**PROMPT**
With the records in front of you, set every one of them down exactly.

[SOURCE MATERIAL — start]

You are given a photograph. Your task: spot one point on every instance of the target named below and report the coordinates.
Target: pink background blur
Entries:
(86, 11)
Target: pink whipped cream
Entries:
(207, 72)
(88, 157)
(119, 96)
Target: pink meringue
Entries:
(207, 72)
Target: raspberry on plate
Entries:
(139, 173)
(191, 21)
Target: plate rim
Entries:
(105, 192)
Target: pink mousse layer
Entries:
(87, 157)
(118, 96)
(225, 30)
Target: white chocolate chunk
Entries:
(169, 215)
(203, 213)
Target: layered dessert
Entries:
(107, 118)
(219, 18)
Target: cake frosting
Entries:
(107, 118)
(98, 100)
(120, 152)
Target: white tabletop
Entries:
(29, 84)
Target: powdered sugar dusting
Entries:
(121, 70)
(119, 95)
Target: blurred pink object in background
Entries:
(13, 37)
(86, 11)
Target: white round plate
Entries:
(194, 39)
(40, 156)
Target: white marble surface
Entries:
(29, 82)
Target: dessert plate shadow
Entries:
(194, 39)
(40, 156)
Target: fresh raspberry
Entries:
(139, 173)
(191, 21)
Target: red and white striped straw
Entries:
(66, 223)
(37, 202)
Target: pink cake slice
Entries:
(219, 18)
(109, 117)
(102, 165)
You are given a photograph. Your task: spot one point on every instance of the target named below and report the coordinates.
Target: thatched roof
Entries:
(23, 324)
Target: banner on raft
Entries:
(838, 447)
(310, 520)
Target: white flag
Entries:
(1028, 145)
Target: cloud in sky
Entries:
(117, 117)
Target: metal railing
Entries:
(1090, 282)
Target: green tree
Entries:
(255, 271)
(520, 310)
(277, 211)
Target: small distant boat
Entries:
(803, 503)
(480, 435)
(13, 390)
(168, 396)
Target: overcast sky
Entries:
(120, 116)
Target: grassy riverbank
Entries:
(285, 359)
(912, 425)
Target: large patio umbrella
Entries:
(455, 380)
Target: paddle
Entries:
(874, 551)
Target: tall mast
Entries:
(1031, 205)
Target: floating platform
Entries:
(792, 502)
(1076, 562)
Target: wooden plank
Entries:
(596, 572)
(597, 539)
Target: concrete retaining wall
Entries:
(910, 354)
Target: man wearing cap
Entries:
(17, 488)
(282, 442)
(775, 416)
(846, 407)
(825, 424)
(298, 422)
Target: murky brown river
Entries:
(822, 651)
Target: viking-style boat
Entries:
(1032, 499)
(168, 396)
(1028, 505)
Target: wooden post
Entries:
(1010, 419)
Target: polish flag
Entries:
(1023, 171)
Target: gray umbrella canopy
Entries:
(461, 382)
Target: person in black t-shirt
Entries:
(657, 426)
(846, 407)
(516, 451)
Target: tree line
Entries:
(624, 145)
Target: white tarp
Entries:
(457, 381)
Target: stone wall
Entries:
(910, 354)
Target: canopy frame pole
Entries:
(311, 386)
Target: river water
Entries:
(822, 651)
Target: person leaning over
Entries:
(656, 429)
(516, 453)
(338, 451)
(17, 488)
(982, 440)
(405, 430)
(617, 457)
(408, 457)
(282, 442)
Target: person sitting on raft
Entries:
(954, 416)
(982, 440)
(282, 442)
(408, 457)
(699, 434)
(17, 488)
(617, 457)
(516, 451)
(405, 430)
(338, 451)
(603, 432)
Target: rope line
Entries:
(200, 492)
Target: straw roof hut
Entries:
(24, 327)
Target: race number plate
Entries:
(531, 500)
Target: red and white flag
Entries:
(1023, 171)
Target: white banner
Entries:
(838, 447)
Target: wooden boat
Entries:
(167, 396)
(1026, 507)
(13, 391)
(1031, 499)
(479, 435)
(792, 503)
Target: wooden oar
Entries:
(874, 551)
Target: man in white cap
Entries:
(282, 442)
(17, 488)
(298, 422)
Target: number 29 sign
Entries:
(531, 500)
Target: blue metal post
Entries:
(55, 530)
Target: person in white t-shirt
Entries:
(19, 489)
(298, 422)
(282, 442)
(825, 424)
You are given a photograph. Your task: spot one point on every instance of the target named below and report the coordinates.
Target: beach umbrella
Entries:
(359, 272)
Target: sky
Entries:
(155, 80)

[SOURCE MATERIAL — finish]

**RESULT OF THE EXERCISE**
You are given a photograph. Your task: spot one point on every instance of the target named below and report the coordinates.
Target: pink background blur
Entries:
(86, 11)
Target: pink whipped cream
Entries:
(207, 72)
(88, 157)
(119, 96)
Target: pink meringue
Entries:
(207, 72)
Target: raspberry on plate
Entries:
(139, 173)
(191, 21)
Target: plate rim
Entries:
(105, 192)
Target: pink mousse layer
Entries:
(87, 157)
(118, 96)
(225, 30)
Target: white chocolate chunk
Entries:
(169, 215)
(203, 213)
Target: layered dessert
Entries:
(107, 118)
(219, 18)
Target: cake frosting
Entries:
(107, 118)
(98, 100)
(120, 152)
Target: white tabletop
Entries:
(29, 84)
Target: powdered sugar dusting
Entries:
(121, 70)
(119, 95)
Target: blurred pink object in background
Entries:
(13, 37)
(86, 11)
Target: white round plate
Entries:
(194, 39)
(40, 156)
Target: white marble surface
Entries:
(29, 82)
Target: dessert plate shadow
Entries:
(194, 39)
(40, 156)
Target: fresh raspberry
Entries:
(139, 173)
(191, 21)
Target: red and white striped straw
Entries:
(66, 223)
(37, 202)
Target: pink cake slice
Entries:
(219, 18)
(109, 117)
(102, 165)
You are given a photograph. Your task: spot one point on every instance of the target named below and report the coordinates.
Target: thatched roof
Entries:
(23, 324)
Target: banner on raft
Entries:
(838, 447)
(310, 520)
Target: white flag
Entries:
(1028, 145)
Target: cloud in sky
Entries:
(117, 117)
Target: metal railing
Entries:
(1090, 282)
Target: green tree
Entries:
(255, 271)
(520, 310)
(277, 211)
Target: small distant boat
Entries:
(803, 503)
(480, 435)
(13, 390)
(168, 396)
Target: overcast sky
Entries:
(120, 116)
Target: grassy riverbank
Entries:
(285, 359)
(912, 425)
Target: large patio umbrella
Entries:
(455, 380)
Target: paddle
Entries:
(874, 551)
Target: tall mast
Entries:
(1031, 205)
Target: floating platform
Entries:
(792, 502)
(1076, 562)
Target: wooden plank
Entries:
(596, 572)
(597, 539)
Target: concrete retaining wall
Entries:
(910, 354)
Target: man wearing cap
Entries:
(17, 488)
(282, 442)
(775, 416)
(846, 407)
(825, 424)
(298, 422)
Target: murky brown river
Entries:
(822, 651)
Target: viking-style boat
Entries:
(1032, 499)
(168, 396)
(1028, 505)
Target: wooden post
Entries:
(1010, 419)
Target: polish flag
Entries:
(1023, 171)
Target: gray umbrella canopy
Entries:
(461, 382)
Target: person in black t-shirt
Entries:
(657, 426)
(846, 407)
(516, 451)
Target: tree line
Entries:
(624, 145)
Target: white tarp
Entries:
(457, 381)
Target: stone wall
Entries:
(910, 354)
Target: canopy frame pole
Entries:
(311, 386)
Target: river water
Entries:
(822, 651)
Target: person leaning over
Entries:
(656, 429)
(516, 453)
(338, 451)
(17, 488)
(982, 440)
(405, 430)
(617, 457)
(408, 457)
(282, 442)
Target: person sitting on raft
Entries:
(954, 416)
(982, 440)
(282, 442)
(408, 457)
(699, 434)
(17, 488)
(617, 457)
(516, 451)
(405, 430)
(338, 451)
(603, 432)
Target: rope line
Entries:
(200, 492)
Target: straw roof hut
Entries:
(24, 327)
Target: race number plate
Entries:
(531, 500)
Target: red and white flag
Entries:
(1023, 171)
Target: white banner
Entries:
(838, 447)
Target: wooden boat
Entries:
(167, 396)
(1026, 507)
(13, 391)
(1031, 499)
(479, 435)
(792, 503)
Target: wooden oar
Entries:
(874, 551)
Target: man in white cap
Entries:
(282, 442)
(17, 488)
(298, 422)
Target: number 29 sign
Entries:
(531, 500)
Target: blue metal post
Entries:
(55, 530)
Target: person in white t-shirt
Entries:
(19, 489)
(298, 422)
(282, 442)
(825, 424)
You are given a photograph. Your task: spot one point on every instance of the target named below and report the coordinates.
Target: beach umbrella
Entries:
(359, 272)
Target: sky
Entries:
(155, 80)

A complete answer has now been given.